Your instructions - Instruction for the entries that follow: retype exactly the lines from the line with "mouth you see." to the line with "stick you see.", both included, and omit all others.

Task inputs -
========

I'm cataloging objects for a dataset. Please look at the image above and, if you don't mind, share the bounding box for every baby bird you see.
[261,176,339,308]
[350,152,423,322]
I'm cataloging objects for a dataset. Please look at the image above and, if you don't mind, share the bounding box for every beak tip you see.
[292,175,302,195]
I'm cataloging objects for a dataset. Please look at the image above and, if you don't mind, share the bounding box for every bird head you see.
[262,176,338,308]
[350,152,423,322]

========

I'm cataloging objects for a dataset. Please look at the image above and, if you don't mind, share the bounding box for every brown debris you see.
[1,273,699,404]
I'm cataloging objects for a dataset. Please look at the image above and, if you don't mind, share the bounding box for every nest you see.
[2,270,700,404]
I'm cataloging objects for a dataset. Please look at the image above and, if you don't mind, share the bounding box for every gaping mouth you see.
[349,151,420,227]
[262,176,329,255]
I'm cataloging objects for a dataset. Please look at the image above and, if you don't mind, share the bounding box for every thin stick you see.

========

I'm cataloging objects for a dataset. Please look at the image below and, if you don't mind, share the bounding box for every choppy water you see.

========

Reply -
I'm cataloging objects for a dataset. Please look at the image above and, if you don't mind, share the bounding box for every gaping mouth you see.
[349,151,420,227]
[262,176,329,255]
I'm cataloging objects for a dataset. Please look at the image above and, if you don't mind, share the bounding box for every thin stick you see.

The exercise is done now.